ASSIGNMENT:
Repeat the listing word for word, but skip any pictures.

════

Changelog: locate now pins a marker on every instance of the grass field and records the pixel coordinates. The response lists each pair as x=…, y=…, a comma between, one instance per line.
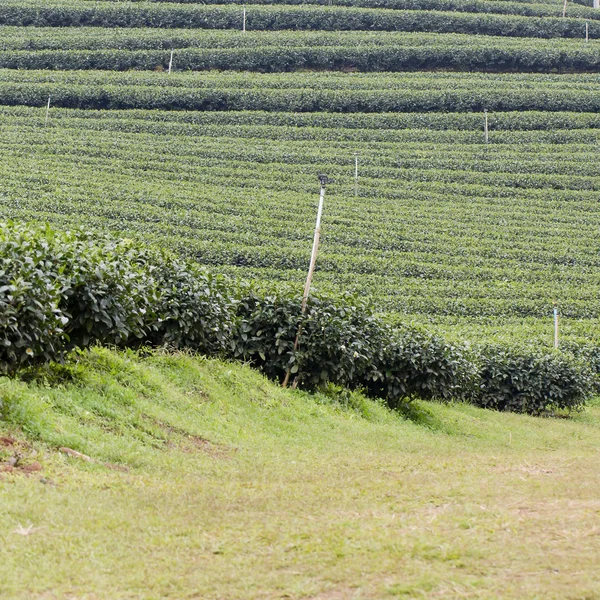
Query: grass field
x=209, y=482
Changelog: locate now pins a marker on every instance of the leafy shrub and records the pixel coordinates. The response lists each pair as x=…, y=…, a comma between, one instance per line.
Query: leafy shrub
x=107, y=296
x=194, y=308
x=416, y=364
x=31, y=322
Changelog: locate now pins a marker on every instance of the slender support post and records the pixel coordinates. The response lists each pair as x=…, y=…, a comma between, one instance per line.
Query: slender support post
x=311, y=269
x=356, y=173
x=485, y=127
x=47, y=112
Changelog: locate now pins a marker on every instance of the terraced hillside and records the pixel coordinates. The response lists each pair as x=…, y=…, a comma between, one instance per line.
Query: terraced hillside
x=219, y=158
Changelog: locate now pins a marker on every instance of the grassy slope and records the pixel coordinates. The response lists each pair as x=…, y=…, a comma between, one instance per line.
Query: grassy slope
x=290, y=496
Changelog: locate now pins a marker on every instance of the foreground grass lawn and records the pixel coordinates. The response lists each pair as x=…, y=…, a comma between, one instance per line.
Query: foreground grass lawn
x=207, y=481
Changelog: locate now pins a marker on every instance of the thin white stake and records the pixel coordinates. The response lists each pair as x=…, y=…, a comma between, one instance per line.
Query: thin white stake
x=485, y=127
x=356, y=173
x=47, y=112
x=311, y=270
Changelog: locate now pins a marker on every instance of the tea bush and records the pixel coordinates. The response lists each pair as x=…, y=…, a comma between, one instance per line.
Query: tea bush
x=64, y=290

════

ANSWER TO THE EXERCISE:
Changelog: locate now pins a marker on every instance of the grass field and records the pixel coordinates. The response lists each pair as x=…, y=…, a comma between, one instance per line.
Query: grass field
x=209, y=482
Changelog: locate now pins a marker on every instance of the leafy shrub and records the pixel coordinates. The response lists each pair as x=…, y=…, a comma between, one instance per line.
Query: leafy shrub
x=107, y=296
x=194, y=308
x=416, y=364
x=31, y=322
Changelog: locate now pins a marker on every instance of the slender support post and records the pixel coordinates. The response lists each pair as x=…, y=…, a comma between, one instance per line.
Query: slender support post
x=311, y=269
x=356, y=173
x=485, y=127
x=47, y=112
Changelog: locate now pins a marker on every instance of the terraced hillside and records the pixel coordinates. The response lists each pair as x=…, y=…, a comma between, one instance per line.
Query: terraced hillside
x=219, y=158
Changelog: locate now pins a marker on every instance of the grassy slope and records the pixel coordinates. The response lists each pair as x=…, y=…, a comma between, one instance per line.
Query: grassy slope
x=290, y=496
Changelog: locate now pins a marker on every instance of the foreground grass lawn and records the pixel coordinates. The response lists each pair as x=…, y=…, a comma between, one instance per line.
Query: foreground grass lawn
x=207, y=481
Changelog: locate now pins a marker on every instance of the thin white stake and records the pixel coordinates. The response lists each pair as x=…, y=…, a comma between, one instance per line.
Query: thin white stake
x=485, y=127
x=356, y=173
x=47, y=112
x=311, y=270
Changelog: locate now pins a marker on every instance of the tea bush and records the pixel coordinates. The response lists each pair as x=…, y=…, a comma between, one instance per line.
Query: tea bush
x=64, y=290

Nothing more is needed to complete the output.